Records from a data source
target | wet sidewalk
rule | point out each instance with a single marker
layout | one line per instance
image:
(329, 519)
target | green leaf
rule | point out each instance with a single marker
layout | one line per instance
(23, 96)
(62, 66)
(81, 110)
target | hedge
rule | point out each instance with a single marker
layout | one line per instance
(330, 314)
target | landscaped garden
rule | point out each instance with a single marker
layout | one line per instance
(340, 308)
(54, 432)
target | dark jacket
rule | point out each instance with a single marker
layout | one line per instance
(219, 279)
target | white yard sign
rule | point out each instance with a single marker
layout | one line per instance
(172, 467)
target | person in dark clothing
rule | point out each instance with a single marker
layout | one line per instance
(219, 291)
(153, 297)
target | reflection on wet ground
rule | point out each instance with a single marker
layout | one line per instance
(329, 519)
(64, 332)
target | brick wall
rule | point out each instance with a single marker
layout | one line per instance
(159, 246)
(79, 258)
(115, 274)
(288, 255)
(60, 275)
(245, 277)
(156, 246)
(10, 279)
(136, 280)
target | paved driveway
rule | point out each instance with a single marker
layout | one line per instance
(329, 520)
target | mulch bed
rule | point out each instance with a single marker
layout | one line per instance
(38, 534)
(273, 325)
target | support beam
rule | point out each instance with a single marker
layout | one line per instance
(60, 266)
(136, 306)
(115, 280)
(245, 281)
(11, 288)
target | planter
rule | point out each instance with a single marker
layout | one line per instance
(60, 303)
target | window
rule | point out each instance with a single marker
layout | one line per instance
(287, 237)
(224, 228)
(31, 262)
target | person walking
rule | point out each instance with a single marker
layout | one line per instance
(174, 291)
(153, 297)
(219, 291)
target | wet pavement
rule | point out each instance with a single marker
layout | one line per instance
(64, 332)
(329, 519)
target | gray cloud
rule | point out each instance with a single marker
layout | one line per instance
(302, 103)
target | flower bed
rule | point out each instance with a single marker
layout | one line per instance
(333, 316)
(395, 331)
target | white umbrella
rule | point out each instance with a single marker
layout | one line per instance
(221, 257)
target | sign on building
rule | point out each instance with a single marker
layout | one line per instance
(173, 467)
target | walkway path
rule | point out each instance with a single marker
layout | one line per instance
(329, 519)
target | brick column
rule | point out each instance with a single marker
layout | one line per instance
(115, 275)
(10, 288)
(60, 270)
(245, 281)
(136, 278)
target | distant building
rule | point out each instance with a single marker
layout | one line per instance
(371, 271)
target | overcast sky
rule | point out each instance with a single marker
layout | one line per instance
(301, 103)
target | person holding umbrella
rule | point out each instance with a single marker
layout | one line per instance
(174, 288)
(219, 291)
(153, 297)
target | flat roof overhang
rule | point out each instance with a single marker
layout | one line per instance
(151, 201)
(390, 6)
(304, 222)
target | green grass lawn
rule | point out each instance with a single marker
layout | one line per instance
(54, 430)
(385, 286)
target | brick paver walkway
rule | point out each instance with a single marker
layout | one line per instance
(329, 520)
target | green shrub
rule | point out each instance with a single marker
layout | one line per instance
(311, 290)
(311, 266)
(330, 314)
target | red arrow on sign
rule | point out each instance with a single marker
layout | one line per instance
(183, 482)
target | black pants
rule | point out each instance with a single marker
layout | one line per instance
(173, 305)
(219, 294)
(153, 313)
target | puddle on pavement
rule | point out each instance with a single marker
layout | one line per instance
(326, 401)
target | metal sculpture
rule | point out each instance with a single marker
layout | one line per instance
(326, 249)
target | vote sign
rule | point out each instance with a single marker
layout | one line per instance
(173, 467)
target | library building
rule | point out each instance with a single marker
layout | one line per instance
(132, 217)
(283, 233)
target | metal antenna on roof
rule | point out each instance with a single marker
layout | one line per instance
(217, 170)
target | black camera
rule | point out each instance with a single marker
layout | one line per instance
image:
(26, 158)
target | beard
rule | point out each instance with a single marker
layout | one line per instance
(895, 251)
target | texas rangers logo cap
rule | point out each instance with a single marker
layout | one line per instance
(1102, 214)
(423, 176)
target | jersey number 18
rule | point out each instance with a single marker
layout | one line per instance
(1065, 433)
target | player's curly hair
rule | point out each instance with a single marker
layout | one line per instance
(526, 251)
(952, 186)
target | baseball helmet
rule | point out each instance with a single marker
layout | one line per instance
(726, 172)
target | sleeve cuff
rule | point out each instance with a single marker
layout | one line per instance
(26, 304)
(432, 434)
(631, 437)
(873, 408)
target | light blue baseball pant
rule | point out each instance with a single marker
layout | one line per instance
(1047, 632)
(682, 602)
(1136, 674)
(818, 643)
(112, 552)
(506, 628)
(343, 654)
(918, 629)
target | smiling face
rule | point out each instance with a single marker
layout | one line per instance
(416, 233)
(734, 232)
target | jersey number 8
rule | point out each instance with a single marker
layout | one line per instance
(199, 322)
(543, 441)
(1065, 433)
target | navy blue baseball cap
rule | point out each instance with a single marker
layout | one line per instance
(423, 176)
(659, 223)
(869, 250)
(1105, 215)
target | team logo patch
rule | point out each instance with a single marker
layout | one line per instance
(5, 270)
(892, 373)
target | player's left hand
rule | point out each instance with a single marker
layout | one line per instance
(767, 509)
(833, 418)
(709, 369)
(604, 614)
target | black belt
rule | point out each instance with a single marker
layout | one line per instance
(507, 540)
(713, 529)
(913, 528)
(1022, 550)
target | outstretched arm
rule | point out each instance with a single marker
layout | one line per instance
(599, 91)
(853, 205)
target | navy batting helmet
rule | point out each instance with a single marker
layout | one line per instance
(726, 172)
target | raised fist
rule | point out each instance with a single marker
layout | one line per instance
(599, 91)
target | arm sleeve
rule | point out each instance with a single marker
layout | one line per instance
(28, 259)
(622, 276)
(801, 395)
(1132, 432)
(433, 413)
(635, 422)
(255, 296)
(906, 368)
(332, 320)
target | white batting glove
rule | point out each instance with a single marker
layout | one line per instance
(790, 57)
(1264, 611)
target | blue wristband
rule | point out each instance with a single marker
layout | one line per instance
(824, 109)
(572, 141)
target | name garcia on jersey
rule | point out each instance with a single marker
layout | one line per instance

▶ _What you have to do_
Please find, in the entries above, every line where "white" occurs, and copy it.

▶ _Answer to the exercise_
target | white yard sign
target | white umbrella
target | white batting glove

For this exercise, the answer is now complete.